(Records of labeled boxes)
<<<<

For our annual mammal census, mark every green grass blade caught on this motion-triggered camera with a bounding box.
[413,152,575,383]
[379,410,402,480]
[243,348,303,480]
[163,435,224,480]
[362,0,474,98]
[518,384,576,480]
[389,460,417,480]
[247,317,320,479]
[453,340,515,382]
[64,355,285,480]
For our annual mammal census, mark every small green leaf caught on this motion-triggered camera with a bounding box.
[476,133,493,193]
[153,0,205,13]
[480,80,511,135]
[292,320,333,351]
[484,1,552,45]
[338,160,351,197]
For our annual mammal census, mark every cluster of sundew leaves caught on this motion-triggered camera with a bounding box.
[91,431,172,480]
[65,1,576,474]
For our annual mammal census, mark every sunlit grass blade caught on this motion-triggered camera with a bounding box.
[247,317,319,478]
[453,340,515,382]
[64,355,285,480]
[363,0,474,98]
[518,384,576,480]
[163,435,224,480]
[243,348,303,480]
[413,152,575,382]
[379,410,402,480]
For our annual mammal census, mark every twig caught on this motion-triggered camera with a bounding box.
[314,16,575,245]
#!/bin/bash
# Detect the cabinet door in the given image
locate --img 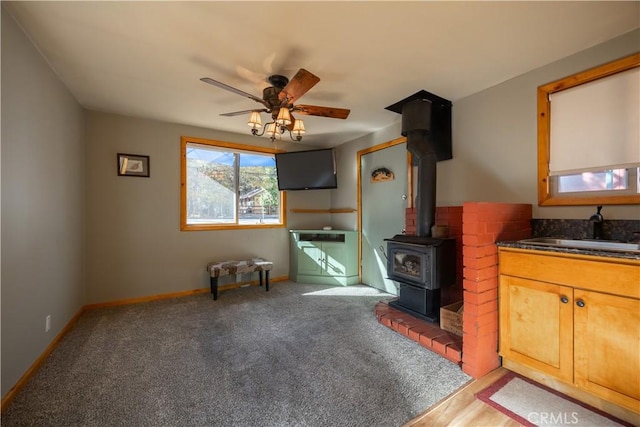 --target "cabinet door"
[574,289,640,412]
[322,242,349,276]
[500,275,573,383]
[298,242,322,276]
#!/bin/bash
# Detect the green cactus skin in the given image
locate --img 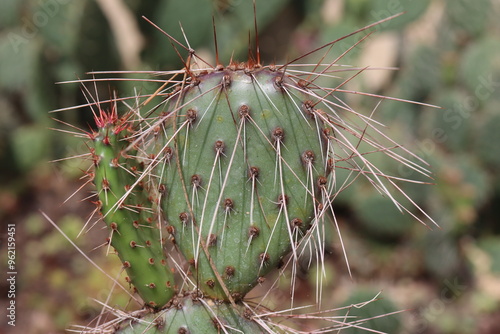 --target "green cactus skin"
[115,296,274,334]
[92,112,174,308]
[144,67,331,300]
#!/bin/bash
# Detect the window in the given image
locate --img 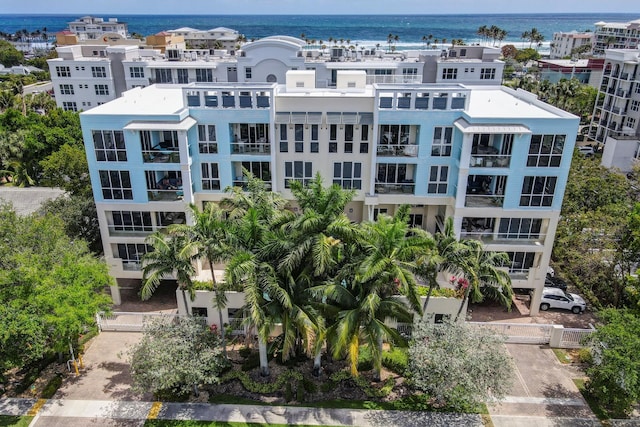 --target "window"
[527,135,566,167]
[284,162,313,188]
[333,162,362,190]
[480,68,496,80]
[201,163,220,191]
[344,125,353,153]
[111,211,153,231]
[156,68,173,83]
[60,85,74,95]
[360,125,369,154]
[427,166,449,194]
[431,126,453,157]
[196,68,213,82]
[311,125,320,153]
[294,124,304,153]
[329,125,338,153]
[176,68,189,83]
[56,67,71,77]
[95,85,109,95]
[62,101,78,111]
[442,68,458,80]
[129,67,144,79]
[198,125,218,154]
[92,130,127,162]
[117,243,153,270]
[99,171,133,200]
[280,124,289,153]
[520,176,557,206]
[91,67,107,78]
[498,218,542,239]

>>>>

(TASK TO CARRY OUT)
Write out again, without any change, the lines starting at the first line and ending at the line that contains "[314,16,575,245]", with both of those lines included.

(TASK ANSWER)
For our annual mammal census, mark every green grass blade caught on this motion-triggered camera with a bounding box.
[413,152,575,383]
[379,410,402,480]
[243,348,303,480]
[163,435,224,480]
[362,0,474,98]
[518,384,576,480]
[389,460,417,480]
[247,317,320,479]
[453,340,515,382]
[64,355,285,480]
For our annual mammal census, mark every small green leaf caught on this motion-triggered camera with a bounding box.
[476,133,493,193]
[153,0,205,13]
[480,80,511,135]
[292,320,333,351]
[484,1,552,45]
[338,160,351,197]
For our annual mammal census, mark every cluster of sundew leaves caught on this motion-triggered camera with a bounding box.
[91,431,172,480]
[65,1,576,474]
For our annual mammal census, mark every sunlit grass blade caught on this motion-triggered camera with a bounding box.
[247,317,319,478]
[453,340,515,382]
[64,355,285,480]
[363,0,474,98]
[518,384,576,480]
[163,435,224,480]
[243,348,303,480]
[413,152,575,382]
[379,410,402,480]
For our annual mammal census, mark every twig caught on this motion-triggered camera with a bounding box.
[314,16,575,245]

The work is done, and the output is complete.